[Rows from a dataset]
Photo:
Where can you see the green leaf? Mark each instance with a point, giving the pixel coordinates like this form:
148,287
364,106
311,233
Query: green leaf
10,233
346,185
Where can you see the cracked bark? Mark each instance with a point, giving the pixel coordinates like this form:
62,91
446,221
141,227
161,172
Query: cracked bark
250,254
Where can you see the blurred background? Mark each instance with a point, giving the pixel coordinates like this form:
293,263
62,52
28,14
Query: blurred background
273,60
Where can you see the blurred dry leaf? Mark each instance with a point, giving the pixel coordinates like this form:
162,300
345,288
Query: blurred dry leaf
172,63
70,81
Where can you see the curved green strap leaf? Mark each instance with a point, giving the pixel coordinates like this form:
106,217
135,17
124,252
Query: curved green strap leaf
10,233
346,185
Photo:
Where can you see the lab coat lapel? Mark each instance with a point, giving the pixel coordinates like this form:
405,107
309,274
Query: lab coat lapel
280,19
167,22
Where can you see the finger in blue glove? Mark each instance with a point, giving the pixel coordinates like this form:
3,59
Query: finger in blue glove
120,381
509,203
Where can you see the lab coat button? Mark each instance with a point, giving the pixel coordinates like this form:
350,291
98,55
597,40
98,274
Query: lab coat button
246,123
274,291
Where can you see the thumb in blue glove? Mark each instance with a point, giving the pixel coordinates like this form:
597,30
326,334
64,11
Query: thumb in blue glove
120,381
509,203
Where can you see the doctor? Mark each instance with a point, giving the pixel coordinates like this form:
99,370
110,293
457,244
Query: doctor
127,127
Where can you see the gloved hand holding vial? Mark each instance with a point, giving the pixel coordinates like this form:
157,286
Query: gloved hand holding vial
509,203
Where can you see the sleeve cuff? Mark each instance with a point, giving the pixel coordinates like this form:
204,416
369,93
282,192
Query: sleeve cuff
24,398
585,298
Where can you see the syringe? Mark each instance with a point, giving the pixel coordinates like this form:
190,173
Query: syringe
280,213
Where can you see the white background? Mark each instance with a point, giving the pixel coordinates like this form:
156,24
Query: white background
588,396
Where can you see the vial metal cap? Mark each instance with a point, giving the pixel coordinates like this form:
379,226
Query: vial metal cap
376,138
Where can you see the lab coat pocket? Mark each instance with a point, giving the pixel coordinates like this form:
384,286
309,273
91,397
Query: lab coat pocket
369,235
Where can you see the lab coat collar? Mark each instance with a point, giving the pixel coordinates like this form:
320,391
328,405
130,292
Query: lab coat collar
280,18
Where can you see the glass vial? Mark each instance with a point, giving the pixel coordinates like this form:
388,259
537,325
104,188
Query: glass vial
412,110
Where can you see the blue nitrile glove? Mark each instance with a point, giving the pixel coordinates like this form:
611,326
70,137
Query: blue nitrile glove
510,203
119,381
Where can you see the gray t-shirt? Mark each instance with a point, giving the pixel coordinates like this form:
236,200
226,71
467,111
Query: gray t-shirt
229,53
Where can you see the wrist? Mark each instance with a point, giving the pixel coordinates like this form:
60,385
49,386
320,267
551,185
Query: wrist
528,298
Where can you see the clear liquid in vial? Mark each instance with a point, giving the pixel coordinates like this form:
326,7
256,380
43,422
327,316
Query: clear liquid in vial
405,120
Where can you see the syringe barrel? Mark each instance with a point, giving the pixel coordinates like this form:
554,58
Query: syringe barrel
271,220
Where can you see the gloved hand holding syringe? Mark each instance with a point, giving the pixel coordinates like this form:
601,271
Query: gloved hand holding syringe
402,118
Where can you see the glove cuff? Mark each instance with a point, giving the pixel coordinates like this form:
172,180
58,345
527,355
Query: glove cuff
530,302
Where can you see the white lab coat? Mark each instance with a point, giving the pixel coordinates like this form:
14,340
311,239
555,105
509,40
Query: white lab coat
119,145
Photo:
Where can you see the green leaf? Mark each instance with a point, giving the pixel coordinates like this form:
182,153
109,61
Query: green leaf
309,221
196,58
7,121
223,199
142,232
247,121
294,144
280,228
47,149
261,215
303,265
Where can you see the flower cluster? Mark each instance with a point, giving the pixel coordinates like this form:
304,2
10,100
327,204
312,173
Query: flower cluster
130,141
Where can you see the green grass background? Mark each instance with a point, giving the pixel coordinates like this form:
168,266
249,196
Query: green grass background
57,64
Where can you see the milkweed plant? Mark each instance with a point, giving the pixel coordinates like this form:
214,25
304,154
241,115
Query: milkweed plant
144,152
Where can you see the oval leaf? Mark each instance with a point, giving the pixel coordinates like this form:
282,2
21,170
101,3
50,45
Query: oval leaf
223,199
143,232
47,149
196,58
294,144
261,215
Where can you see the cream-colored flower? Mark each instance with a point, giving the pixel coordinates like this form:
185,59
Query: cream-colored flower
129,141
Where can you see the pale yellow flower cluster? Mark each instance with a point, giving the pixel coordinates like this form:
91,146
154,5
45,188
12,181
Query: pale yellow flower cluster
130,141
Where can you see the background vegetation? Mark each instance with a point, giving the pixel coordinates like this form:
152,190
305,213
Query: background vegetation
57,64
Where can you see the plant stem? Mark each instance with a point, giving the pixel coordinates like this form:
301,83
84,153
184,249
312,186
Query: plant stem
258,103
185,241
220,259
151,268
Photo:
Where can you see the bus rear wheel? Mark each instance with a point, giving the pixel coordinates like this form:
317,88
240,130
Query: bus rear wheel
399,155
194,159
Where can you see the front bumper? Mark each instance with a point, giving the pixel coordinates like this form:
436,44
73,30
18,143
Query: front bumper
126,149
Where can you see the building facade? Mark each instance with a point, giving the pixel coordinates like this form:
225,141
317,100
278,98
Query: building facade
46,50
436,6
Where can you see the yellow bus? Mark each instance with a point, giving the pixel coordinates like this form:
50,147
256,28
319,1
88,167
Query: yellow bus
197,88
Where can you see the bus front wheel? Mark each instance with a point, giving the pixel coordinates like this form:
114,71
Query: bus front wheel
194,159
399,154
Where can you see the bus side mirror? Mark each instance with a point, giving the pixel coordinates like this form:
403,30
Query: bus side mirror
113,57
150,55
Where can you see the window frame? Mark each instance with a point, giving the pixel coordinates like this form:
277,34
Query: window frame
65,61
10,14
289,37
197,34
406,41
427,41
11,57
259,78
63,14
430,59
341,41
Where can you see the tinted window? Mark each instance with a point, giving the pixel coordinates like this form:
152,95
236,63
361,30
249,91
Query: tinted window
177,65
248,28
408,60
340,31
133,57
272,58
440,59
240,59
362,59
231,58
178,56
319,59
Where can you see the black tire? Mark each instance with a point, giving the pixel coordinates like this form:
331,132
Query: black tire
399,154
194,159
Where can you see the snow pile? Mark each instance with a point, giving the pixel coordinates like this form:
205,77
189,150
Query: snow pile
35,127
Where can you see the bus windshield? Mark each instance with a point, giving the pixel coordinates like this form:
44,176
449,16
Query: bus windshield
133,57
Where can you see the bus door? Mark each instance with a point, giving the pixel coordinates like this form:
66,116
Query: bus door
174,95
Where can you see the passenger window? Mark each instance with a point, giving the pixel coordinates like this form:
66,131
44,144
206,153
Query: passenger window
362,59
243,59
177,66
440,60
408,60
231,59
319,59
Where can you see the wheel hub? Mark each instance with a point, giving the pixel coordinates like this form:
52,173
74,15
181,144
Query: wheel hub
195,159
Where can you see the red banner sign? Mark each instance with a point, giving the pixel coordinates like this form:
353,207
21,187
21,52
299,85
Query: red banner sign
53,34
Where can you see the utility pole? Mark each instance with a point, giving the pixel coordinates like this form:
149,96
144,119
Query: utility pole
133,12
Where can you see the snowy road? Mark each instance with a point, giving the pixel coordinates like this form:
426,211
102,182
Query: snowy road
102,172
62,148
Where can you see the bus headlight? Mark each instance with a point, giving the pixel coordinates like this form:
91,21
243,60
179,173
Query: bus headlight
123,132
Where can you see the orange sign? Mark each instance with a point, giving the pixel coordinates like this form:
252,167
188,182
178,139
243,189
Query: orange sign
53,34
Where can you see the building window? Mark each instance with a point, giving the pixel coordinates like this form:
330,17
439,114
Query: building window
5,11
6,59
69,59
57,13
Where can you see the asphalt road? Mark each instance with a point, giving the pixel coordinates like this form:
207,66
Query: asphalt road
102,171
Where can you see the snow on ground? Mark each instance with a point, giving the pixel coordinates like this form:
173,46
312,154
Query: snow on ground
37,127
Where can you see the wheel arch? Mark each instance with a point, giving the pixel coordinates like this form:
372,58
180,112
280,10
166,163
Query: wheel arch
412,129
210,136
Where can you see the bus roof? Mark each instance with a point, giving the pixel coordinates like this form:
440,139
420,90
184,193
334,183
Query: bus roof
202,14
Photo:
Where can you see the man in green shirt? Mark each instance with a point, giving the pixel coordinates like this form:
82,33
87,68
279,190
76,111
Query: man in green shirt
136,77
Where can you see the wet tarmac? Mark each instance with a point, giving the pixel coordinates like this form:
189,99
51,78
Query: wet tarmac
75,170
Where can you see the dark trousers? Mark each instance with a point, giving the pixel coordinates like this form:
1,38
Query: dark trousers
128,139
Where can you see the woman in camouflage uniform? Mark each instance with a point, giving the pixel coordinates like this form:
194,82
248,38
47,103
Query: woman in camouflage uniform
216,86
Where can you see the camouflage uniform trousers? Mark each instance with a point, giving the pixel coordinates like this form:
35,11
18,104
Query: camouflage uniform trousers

**Challenge:** Convert the entries above, from the line containing "Where can you see the asphalt" through the end of the entries, into a Markdown table with two columns, Row and Line. Number each line in Row, and leave out blank lines.

**Problem solution:**
| Row | Line |
|---|---|
| 1 | Where can you see the asphalt road? Mark each instance with a point, giving the pixel coordinates like this form: |
| 2 | 207,66 |
| 3 | Query: asphalt road |
| 4 | 102,171 |
| 5 | Where can you see the snow on ground? Mark each instance with a point, giving the pixel coordinates like this form: |
| 6 | 173,46 |
| 7 | 312,154 |
| 8 | Query: snow on ground |
| 9 | 37,127 |
| 10 | Where can you see the wheel arch? Mark each instance with a point, giving the pixel coordinates like this form: |
| 11 | 372,58 |
| 12 | 180,112 |
| 13 | 280,10 |
| 14 | 166,163 |
| 15 | Query: wheel arch |
| 16 | 412,129 |
| 17 | 210,136 |
| 18 | Where can you see the bus roof? Mark each instance with a point, giving the pixel coordinates like this form: |
| 19 | 440,139 |
| 20 | 420,90 |
| 21 | 184,193 |
| 22 | 334,183 |
| 23 | Query: bus roof |
| 24 | 202,14 |
| 25 | Photo: |
| 26 | Where can you see the man in green shirt? Mark each instance with a point, giving the pixel coordinates like this form: |
| 27 | 82,33 |
| 28 | 87,68 |
| 29 | 279,190 |
| 30 | 76,111 |
| 31 | Query: man in green shirt |
| 32 | 136,77 |
| 33 | Where can you see the wet tarmac? Mark each instance with a point, giving the pixel coordinates like this form: |
| 34 | 189,99 |
| 35 | 51,78 |
| 36 | Query: wet tarmac |
| 37 | 75,170 |
| 38 | Where can you see the dark trousers? Mark each instance with a point, giving the pixel coordinates like this form: |
| 39 | 1,38 |
| 40 | Query: dark trousers |
| 41 | 128,139 |
| 42 | Where can you see the woman in camouflage uniform? Mark each instance with a point, giving the pixel coordinates like this form: |
| 43 | 194,82 |
| 44 | 248,38 |
| 45 | 47,103 |
| 46 | Query: woman in camouflage uniform |
| 47 | 216,86 |
| 48 | Where can you see the camouflage uniform trousers? Mark each instance with a point, giving the pixel coordinates like this form: |
| 49 | 35,11 |
| 50 | 18,104 |
| 51 | Query: camouflage uniform trousers |